**Short task**
Without the pictures, write out all the lines below exactly as they appear.

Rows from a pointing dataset
········
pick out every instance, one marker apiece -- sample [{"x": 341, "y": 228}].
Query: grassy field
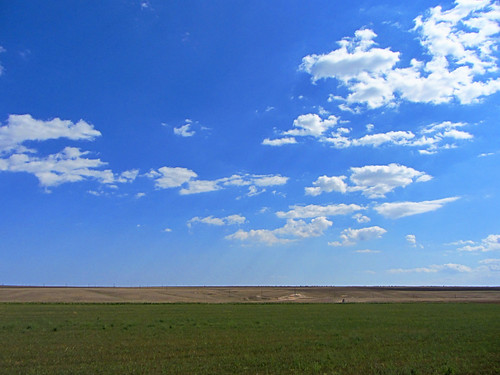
[{"x": 249, "y": 339}]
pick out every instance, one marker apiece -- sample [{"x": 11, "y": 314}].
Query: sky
[{"x": 148, "y": 143}]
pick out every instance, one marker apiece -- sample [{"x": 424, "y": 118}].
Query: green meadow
[{"x": 123, "y": 339}]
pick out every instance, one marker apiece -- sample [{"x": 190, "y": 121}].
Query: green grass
[{"x": 250, "y": 339}]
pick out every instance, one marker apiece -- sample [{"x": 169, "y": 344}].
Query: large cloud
[
  {"x": 396, "y": 210},
  {"x": 374, "y": 181},
  {"x": 461, "y": 43},
  {"x": 218, "y": 221},
  {"x": 490, "y": 243},
  {"x": 434, "y": 268},
  {"x": 291, "y": 231},
  {"x": 69, "y": 165},
  {"x": 174, "y": 177},
  {"x": 312, "y": 210},
  {"x": 23, "y": 128},
  {"x": 351, "y": 236}
]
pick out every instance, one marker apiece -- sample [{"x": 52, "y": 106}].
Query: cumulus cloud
[
  {"x": 171, "y": 177},
  {"x": 490, "y": 243},
  {"x": 23, "y": 128},
  {"x": 291, "y": 231},
  {"x": 430, "y": 139},
  {"x": 351, "y": 236},
  {"x": 185, "y": 130},
  {"x": 325, "y": 184},
  {"x": 308, "y": 125},
  {"x": 69, "y": 165},
  {"x": 396, "y": 210},
  {"x": 174, "y": 177},
  {"x": 356, "y": 56},
  {"x": 461, "y": 44},
  {"x": 434, "y": 268},
  {"x": 313, "y": 210},
  {"x": 412, "y": 240},
  {"x": 373, "y": 181},
  {"x": 279, "y": 141},
  {"x": 362, "y": 219},
  {"x": 211, "y": 220}
]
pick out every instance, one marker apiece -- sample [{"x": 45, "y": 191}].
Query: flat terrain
[
  {"x": 250, "y": 294},
  {"x": 409, "y": 338}
]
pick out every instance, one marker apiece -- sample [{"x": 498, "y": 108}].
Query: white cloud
[
  {"x": 393, "y": 137},
  {"x": 432, "y": 137},
  {"x": 361, "y": 218},
  {"x": 200, "y": 186},
  {"x": 174, "y": 177},
  {"x": 490, "y": 243},
  {"x": 128, "y": 176},
  {"x": 309, "y": 124},
  {"x": 396, "y": 210},
  {"x": 69, "y": 165},
  {"x": 325, "y": 184},
  {"x": 171, "y": 177},
  {"x": 490, "y": 264},
  {"x": 461, "y": 43},
  {"x": 434, "y": 269},
  {"x": 377, "y": 180},
  {"x": 211, "y": 220},
  {"x": 291, "y": 231},
  {"x": 23, "y": 128},
  {"x": 351, "y": 236},
  {"x": 312, "y": 210},
  {"x": 374, "y": 181},
  {"x": 279, "y": 141},
  {"x": 412, "y": 240},
  {"x": 185, "y": 130},
  {"x": 355, "y": 56}
]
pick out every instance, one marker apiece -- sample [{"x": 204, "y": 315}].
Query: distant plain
[{"x": 249, "y": 294}]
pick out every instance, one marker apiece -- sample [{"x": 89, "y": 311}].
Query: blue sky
[{"x": 248, "y": 143}]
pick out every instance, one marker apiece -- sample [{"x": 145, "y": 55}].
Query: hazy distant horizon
[{"x": 245, "y": 143}]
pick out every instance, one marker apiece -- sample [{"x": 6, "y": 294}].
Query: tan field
········
**Written response**
pick out every instance, one marker apiece -- sample [{"x": 341, "y": 228}].
Query: grassy field
[{"x": 249, "y": 339}]
pick out every instance, one marker apiece -- sample [{"x": 11, "y": 314}].
Query: sky
[{"x": 148, "y": 143}]
pick out every instance, one marker apiece -- sample [{"x": 424, "y": 118}].
Query: green meadow
[{"x": 123, "y": 339}]
pick out every instance, one marker apiece -- sample [{"x": 190, "y": 121}].
Query: green grass
[{"x": 250, "y": 339}]
pick out every instance, one marker apiece -- sample [{"x": 169, "y": 344}].
Query: large cloud
[
  {"x": 396, "y": 210},
  {"x": 374, "y": 181},
  {"x": 461, "y": 43},
  {"x": 218, "y": 221},
  {"x": 490, "y": 243},
  {"x": 434, "y": 268},
  {"x": 291, "y": 231},
  {"x": 69, "y": 165},
  {"x": 174, "y": 177},
  {"x": 312, "y": 210},
  {"x": 23, "y": 128},
  {"x": 351, "y": 236}
]
pick out every instance, one marker apiece -- sample [{"x": 52, "y": 106}].
Query: cumulus cloud
[
  {"x": 171, "y": 177},
  {"x": 490, "y": 243},
  {"x": 23, "y": 128},
  {"x": 291, "y": 231},
  {"x": 430, "y": 139},
  {"x": 351, "y": 236},
  {"x": 185, "y": 130},
  {"x": 325, "y": 184},
  {"x": 308, "y": 125},
  {"x": 69, "y": 165},
  {"x": 396, "y": 210},
  {"x": 174, "y": 177},
  {"x": 356, "y": 56},
  {"x": 461, "y": 44},
  {"x": 434, "y": 268},
  {"x": 313, "y": 210},
  {"x": 412, "y": 240},
  {"x": 373, "y": 181},
  {"x": 279, "y": 141},
  {"x": 362, "y": 219},
  {"x": 211, "y": 220}
]
pick out every instance, one marker apiece -- sample [{"x": 45, "y": 191}].
Query: flat terrain
[
  {"x": 250, "y": 294},
  {"x": 409, "y": 338}
]
pick out every instance, one marker apiece -- sample [{"x": 498, "y": 108}].
Query: white cloud
[
  {"x": 393, "y": 137},
  {"x": 432, "y": 137},
  {"x": 361, "y": 218},
  {"x": 200, "y": 186},
  {"x": 174, "y": 177},
  {"x": 490, "y": 243},
  {"x": 128, "y": 176},
  {"x": 309, "y": 124},
  {"x": 396, "y": 210},
  {"x": 69, "y": 165},
  {"x": 325, "y": 184},
  {"x": 171, "y": 177},
  {"x": 490, "y": 264},
  {"x": 461, "y": 43},
  {"x": 434, "y": 269},
  {"x": 377, "y": 180},
  {"x": 211, "y": 220},
  {"x": 291, "y": 231},
  {"x": 23, "y": 128},
  {"x": 351, "y": 236},
  {"x": 312, "y": 210},
  {"x": 374, "y": 181},
  {"x": 279, "y": 141},
  {"x": 412, "y": 240},
  {"x": 185, "y": 130},
  {"x": 355, "y": 56}
]
pick out every instance, one marker apiece -- sample [{"x": 204, "y": 315}].
Query: distant plain
[{"x": 249, "y": 294}]
pick out every instance, one marker apiece -- sample [{"x": 89, "y": 311}].
Query: blue sky
[{"x": 248, "y": 143}]
pick out every instance, one marker apiece -- sample [{"x": 145, "y": 55}].
Query: hazy distant horizon
[{"x": 245, "y": 143}]
pick out every instance, one marker apiece -- sample [{"x": 6, "y": 294}].
Query: tan field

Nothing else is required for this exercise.